_Passage to read:_
Trembling Hand said:


> Intraday volatility is huge at the moment as everyone has seen.
> 
> What can help is a reduction in order size so you can increase your stops a bit, it should work well as the winners that you are able to stay in will run further than what your normal target would be.




Good advice, that's what I would do too, if I had any $$'s left. I'm sitting here with all my holdings in the red and too damn stubborn to record a loss.


----------



## Aviator33 (5 February 2008)

Yeah I was thinking my stops are a bit close for this mad market so may try downsizing for a bit to widen them out. Hasn't been a real problem up until today, just couldn't get a good run on anything! Thanks TH.

(just wish I had of shorted a couple of the big retailers at open  )

Cheers


----------



## nioka (5 February 2008)

Aviator33 said:


> Is it just me or do others find a choppy market like today very, very hard to trade? Continually got whipsawed in and out of trades for plus/minus miniscule amounts. Anyone got any secrets they'd like to share on how to handle it as the only position I can find that works is no position at all!
> 
> Cheers



 I find it OK but there is more risk. Not a good time to have stop losses in my opinion. You have to do a lot of research and check the fundamentals. Trading sideways between two stocks helps me. You hope one goes up and the other down then pounce.


----------



## Trembling Hand (5 February 2008)

Oh another thing. Not only is it hard to keep your edge when it gets nutty like now its hard not to trade lots because of all the movement.

So it can lead to really crappy trading,

Lost trading edge + more trading = weeks of profit gone in a day or two.


----------



## Aviator33 (5 February 2008)

_Work to complete:_
**a.** In the forum thread on trading a choppy market, what does Trembling Hand say lost trading edge plus more trading adds up to?
**b.** Please go on with the forum thread on trading a choppy market, picking up after its last line.

_Given data:_
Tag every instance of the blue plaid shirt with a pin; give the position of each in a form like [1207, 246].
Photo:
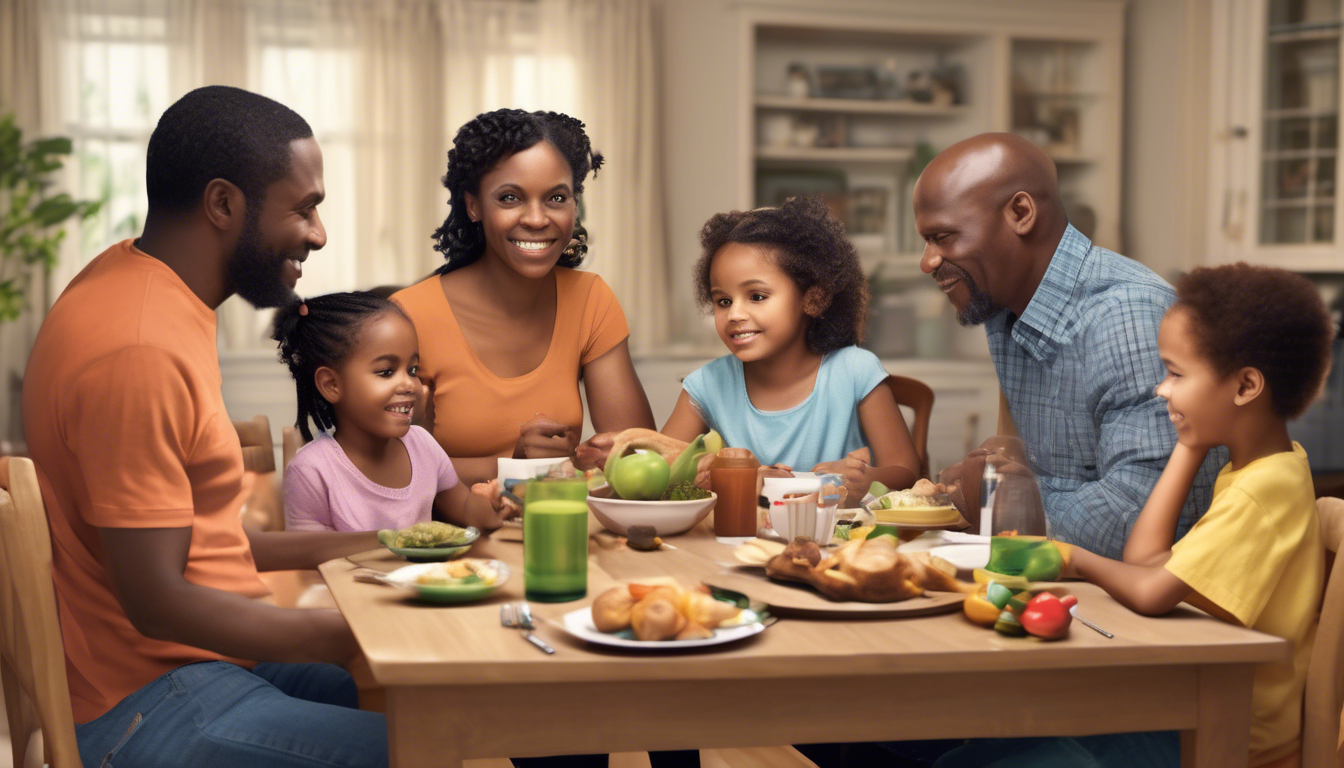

_Outputs by task:_
**a.** Weeks of profit gone in a day or two.

**b.**
nioka said:


> Trading sideways between two stocks helps me. You hope one goes up and the other down then pounce.




Hmmm, interesting approach. Could you elaborate on that one at all Nioka?


And TH, know exactly what you mean about over trading at the moment. I only pay 0.02% brokerage each way but it's eating up my profits on a day like today


----------



## >Apocalypto< (5 February 2008)

Trembling Hand said:


> Lost trading edge + more trading = weeks of profit gone in a day or two.




God that bring back painful memories TH!!! Readers that's the damed truth that statment is a warning sign you're on the road to blow out. what also builds up after getting into that negitive zone is anger and frustration which leads to a diaster!


----------



## nioka (5 February 2008)

Aviator33 said:


> Hmmm, interesting approach. Could you elaborate on that one at all Nioka?



 Pick two stocks that have similar interests and values. the SP should move in unison and the relationship should be constant but that doesn't happen. One I have crossed back and forth is ADI and AUT. Lately there hasn't been enough volume to get in decent trades. ( today I could only trade 10000 AUT for 12000 ADI) ADI then didn't rise so no resale. I'll have to wait to get a profit and in this case it will not be worth while. In the past with larger volume I have been able to trade back and forth in the day and end the day with a profit and more of the share I started the day with. AGM and SMY have been another two that were good to cross over earlier on. BHP and some of the smaller iron ore hopefuls can be a proposition at times as ther is a delay in reaction to market fluctuations.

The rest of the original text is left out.